Data shown
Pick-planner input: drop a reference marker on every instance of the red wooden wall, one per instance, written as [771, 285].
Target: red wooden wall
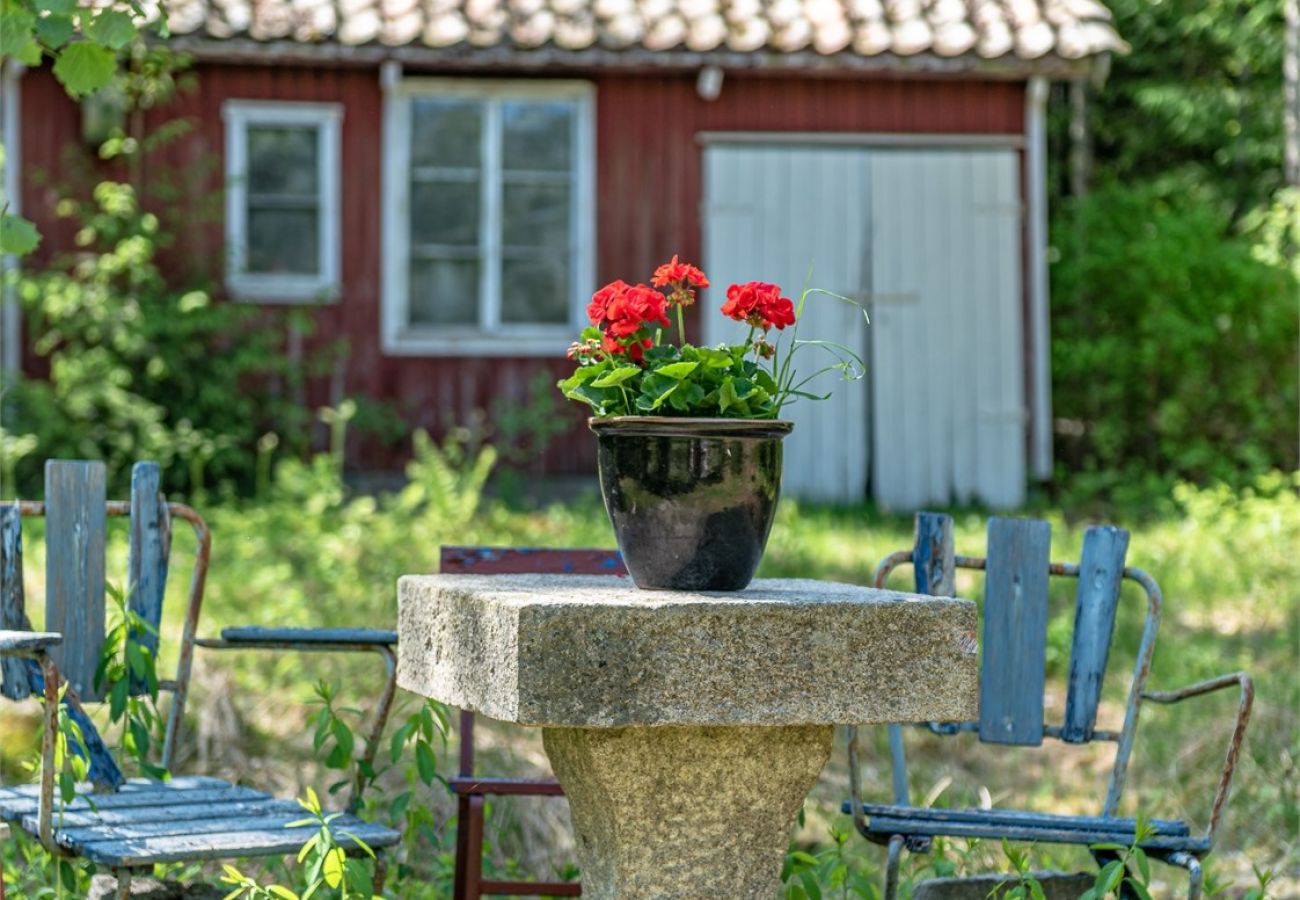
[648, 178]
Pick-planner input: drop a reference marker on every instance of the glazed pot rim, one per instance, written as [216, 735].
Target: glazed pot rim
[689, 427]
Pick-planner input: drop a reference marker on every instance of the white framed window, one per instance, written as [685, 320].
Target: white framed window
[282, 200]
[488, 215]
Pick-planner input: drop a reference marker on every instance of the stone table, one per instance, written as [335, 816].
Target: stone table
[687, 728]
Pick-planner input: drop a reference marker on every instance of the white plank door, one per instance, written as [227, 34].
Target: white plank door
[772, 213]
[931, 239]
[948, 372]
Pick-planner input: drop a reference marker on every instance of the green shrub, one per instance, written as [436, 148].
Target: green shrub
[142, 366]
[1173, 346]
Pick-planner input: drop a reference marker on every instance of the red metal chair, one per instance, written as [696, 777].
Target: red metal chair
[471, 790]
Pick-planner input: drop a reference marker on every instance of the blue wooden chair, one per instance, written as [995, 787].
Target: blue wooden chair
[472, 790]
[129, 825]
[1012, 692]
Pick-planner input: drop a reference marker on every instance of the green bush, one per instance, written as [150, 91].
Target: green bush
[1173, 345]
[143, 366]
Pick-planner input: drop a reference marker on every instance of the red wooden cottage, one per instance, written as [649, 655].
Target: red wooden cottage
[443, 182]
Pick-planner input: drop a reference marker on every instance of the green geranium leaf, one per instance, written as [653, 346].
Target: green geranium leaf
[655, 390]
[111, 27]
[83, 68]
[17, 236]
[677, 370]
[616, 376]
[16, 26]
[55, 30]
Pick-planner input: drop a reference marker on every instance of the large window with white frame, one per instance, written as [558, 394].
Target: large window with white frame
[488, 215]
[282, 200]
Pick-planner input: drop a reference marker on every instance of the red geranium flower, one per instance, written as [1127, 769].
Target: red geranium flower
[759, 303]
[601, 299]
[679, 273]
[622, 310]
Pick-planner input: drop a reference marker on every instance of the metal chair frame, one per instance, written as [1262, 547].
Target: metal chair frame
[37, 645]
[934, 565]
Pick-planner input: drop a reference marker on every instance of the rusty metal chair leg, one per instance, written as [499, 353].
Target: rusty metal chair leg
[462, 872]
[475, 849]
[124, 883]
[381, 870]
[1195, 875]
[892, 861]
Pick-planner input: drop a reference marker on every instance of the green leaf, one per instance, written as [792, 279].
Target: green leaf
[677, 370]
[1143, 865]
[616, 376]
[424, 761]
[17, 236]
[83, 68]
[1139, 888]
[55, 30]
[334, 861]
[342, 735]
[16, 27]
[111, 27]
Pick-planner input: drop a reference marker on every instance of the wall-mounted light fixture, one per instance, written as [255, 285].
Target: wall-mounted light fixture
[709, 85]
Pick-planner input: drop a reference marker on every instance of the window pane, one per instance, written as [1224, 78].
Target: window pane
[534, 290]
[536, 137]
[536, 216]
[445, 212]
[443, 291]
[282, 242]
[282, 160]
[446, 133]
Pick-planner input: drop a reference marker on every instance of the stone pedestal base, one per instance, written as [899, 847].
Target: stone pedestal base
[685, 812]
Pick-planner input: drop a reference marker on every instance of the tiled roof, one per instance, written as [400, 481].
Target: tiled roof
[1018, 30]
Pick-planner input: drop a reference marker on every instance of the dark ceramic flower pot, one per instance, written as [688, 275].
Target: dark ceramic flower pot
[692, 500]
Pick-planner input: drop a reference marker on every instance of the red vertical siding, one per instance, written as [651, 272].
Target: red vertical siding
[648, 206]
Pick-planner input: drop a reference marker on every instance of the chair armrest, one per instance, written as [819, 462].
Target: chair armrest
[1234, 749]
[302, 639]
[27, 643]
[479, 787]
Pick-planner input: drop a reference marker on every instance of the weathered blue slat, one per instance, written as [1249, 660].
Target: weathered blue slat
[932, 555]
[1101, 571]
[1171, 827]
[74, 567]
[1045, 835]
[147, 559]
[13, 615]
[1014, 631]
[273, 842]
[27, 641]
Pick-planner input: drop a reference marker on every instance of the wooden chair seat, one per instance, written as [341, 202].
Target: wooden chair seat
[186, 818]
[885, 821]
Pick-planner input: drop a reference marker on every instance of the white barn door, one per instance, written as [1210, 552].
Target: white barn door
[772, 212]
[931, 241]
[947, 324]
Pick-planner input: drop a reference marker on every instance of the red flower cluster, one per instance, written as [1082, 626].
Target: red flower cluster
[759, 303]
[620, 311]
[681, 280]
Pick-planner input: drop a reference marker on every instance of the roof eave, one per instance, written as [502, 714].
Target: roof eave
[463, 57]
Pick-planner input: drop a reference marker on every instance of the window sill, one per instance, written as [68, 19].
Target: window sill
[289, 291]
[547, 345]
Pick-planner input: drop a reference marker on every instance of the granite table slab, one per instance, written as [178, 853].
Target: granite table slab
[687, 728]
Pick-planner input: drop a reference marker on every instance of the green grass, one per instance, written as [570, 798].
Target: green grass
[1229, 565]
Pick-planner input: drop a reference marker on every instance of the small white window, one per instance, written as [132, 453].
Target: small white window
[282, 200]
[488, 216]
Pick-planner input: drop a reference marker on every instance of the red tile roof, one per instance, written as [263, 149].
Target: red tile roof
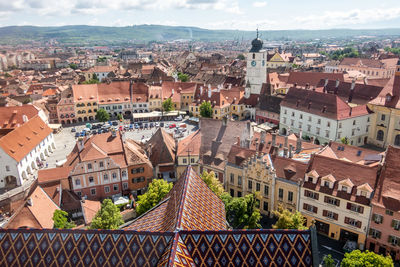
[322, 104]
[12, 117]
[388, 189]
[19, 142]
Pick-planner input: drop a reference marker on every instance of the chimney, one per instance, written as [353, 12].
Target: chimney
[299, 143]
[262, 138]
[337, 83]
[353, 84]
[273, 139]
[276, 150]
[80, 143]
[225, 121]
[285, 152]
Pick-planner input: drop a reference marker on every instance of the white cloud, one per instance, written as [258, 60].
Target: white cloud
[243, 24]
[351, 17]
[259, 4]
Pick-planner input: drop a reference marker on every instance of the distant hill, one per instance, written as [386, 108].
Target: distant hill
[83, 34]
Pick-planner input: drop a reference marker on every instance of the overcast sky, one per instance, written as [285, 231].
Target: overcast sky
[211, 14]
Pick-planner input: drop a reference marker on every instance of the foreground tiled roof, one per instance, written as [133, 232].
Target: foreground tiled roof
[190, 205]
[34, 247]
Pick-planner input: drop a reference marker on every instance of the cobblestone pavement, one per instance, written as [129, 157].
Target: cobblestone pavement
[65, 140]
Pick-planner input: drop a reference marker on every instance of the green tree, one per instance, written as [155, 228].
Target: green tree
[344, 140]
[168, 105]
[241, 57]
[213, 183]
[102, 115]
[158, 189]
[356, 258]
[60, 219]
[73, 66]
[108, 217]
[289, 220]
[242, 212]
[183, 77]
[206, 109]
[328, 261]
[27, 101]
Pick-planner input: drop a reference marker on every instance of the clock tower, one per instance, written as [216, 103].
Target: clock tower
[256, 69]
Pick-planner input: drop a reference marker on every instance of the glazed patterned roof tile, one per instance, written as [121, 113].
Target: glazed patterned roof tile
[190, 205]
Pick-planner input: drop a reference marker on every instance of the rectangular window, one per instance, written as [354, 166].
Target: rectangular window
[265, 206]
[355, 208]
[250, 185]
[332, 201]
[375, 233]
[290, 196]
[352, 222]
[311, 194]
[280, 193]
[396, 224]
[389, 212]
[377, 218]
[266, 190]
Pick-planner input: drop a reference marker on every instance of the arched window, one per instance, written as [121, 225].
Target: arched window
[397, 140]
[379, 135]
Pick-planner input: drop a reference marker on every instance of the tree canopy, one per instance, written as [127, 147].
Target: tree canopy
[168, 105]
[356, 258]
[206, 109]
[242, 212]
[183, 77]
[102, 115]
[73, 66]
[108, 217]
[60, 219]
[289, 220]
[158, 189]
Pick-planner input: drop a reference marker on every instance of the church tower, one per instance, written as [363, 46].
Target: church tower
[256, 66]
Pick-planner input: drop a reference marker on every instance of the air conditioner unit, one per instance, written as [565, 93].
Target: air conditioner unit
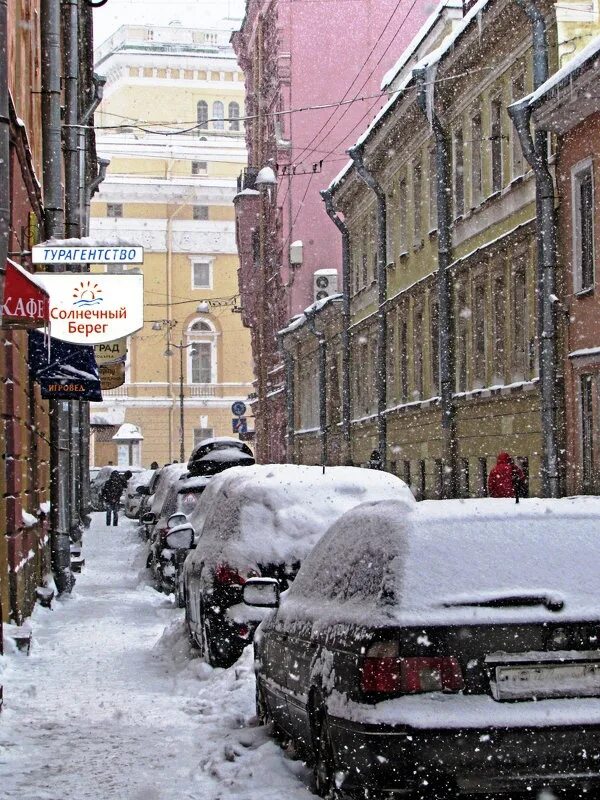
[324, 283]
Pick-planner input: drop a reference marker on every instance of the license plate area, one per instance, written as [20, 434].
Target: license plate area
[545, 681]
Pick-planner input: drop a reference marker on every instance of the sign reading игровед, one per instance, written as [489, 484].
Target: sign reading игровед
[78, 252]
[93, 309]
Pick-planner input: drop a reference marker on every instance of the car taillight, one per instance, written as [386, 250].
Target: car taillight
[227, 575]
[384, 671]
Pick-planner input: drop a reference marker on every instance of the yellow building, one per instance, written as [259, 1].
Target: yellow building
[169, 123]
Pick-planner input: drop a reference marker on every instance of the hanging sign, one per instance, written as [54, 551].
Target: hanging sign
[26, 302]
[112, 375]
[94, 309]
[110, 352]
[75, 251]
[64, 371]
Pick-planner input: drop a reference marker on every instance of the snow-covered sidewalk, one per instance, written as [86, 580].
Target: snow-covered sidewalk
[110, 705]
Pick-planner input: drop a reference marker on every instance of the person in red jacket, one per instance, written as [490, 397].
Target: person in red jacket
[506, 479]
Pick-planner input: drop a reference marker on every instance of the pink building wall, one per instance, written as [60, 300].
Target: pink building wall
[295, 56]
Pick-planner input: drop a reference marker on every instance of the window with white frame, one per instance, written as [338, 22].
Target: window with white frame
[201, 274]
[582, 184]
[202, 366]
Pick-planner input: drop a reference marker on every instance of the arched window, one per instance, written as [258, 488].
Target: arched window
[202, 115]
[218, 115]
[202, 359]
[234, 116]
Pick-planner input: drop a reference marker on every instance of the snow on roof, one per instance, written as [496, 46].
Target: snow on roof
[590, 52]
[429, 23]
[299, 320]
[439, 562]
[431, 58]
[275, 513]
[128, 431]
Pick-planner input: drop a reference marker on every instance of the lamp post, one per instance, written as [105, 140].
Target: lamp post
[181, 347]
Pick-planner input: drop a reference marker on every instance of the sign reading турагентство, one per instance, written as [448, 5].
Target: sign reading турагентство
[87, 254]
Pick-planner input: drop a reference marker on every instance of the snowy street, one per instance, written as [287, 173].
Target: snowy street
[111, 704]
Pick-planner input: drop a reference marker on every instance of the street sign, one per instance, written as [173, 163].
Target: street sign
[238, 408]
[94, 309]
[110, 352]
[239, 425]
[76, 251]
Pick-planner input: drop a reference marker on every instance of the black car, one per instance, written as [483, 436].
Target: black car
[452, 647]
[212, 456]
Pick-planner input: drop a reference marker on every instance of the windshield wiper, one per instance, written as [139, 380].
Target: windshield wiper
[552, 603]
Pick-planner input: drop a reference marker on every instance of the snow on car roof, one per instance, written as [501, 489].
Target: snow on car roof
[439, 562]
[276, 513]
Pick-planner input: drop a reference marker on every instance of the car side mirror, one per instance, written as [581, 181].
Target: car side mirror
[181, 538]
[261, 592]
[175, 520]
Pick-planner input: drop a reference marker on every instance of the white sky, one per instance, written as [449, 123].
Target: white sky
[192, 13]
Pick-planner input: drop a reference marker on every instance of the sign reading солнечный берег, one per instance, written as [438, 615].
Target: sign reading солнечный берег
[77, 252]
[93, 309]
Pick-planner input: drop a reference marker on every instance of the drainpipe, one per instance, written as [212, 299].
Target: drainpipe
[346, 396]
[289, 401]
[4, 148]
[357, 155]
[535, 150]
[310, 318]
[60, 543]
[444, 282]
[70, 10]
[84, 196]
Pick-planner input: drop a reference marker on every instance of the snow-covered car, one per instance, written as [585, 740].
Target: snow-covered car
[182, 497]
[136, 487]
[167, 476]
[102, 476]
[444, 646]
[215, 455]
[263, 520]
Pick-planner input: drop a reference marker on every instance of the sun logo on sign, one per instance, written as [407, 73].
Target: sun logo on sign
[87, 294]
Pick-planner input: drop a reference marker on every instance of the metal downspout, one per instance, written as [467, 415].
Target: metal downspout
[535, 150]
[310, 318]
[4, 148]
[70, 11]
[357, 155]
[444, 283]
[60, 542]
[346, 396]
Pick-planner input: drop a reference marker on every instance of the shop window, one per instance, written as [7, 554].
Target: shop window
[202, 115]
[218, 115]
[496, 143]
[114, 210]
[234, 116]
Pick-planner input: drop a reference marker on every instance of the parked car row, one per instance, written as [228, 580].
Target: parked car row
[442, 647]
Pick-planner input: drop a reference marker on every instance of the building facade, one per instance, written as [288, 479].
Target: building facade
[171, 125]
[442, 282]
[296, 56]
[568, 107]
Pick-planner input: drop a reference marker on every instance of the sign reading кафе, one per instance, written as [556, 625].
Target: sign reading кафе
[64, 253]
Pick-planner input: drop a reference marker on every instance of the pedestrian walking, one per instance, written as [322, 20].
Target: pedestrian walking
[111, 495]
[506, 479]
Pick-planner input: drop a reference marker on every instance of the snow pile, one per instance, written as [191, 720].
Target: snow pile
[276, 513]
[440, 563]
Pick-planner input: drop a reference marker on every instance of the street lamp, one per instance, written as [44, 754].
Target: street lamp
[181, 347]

What you need to do
Extract every line from the one with "as [556, 625]." down to the final line above, both included, exactly as written.

Response for this exercise
Pick-planner input: drop a reference marker on every instance of the sign reading кафе, one per instance, written as [556, 625].
Target: sign reading кафе
[64, 253]
Pick-planner input: drop a reference marker on every instance of the pedestrian walking, one per instance, written as [322, 20].
Target: pedestrian walking
[111, 495]
[506, 479]
Pick-planner input: drop a reference marker on every instance of the snow pile, one per instance, written as [191, 720].
Target: snow pile
[276, 513]
[440, 563]
Pick-planner input: drop a reference marker on every instance of the street lamp, one per instance, written as [44, 754].
Target: street lamp
[181, 347]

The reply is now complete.